Page text:
——————————

Audio By Carbonatix
Keep Westword Free
We’re aiming to raise $20,000 by April 26. Your support ensures Westword can continue watching out for you and our community. No paywall. Always accessible. Daily online and weekly in print.
Many, many years ago, after the waters of the great flood covered the whole land and then receded, there lived a man named Ridjimiraril in the place we now call the Northern Territory in Australia. He lived there with his three wives — one wise, one jealous and one beautiful. His younger brother, Yeeralparil, desired Ridjimiraril’s lovely wife…until a Stranger entered the scene and changed everything.

——————————

Material:
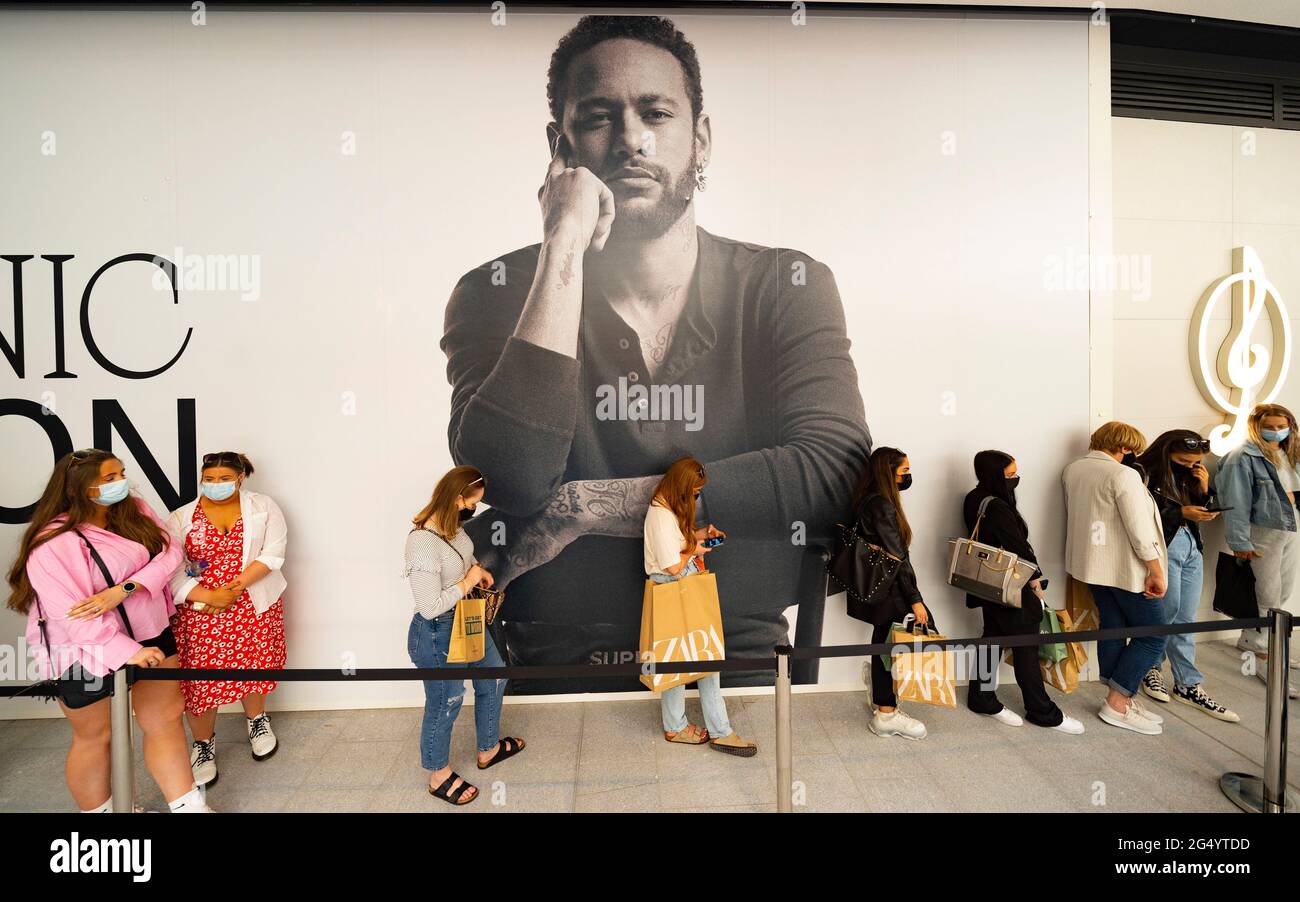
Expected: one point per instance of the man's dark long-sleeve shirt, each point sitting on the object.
(783, 437)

——————————

Tasks to perform:
a. From the Westword page, list every character named or described in the paragraph that begins "Many, many years ago."
b. Please condense the paragraph of the Westword page that opens "Many, many years ago" into two sentences that keep its main facts.
c. Write what comes next on the Westword page, picking up right after its last sentence.

Answers per task:
a.
Ridjimiraril
Yeeralparil
the wise wife
the jealous wife
the beautiful wife
the Stranger

b. After the great flood receded, Ridjimiraril lived with his three wives (one wise, one jealous and one beautiful) in what is now Australia's Northern Territory. His younger brother, Yeeralparil, desired the beautiful wife until a Stranger arrived and changed everything.

c.
When an Aboriginal tribe goes goose-egg hunting a thousand years ago in the film Ten Canoes, this is the story told to the hunters by the elder Minygululu. The tale-within-a-tale involves unrequited love — “wrong love” — spears and too many wives. It’s a cautionary fable from a world before white men arrived to change the natives’ lives forever. The characters in Ten Canoes speak entirely in Aboriginal language, and the film itself moves from dream-like colors to pristine black and white as Minygululu weaves his words to teach a lesson and warn against the trouble that can be caused by coveting thy neighbor’s wife.
Ten Canoes screens tonight and tomorrow night at 7 and 9 p.m. in Muenzinger Auditorium on the University of Colorado at Boulder campus as part of the International Film Series. Admission is $5, or $4 for CU-Boulder students with IDs; punch cards are also available. Visit www.internationalfilmseries.com or call 303-492-1531 for information.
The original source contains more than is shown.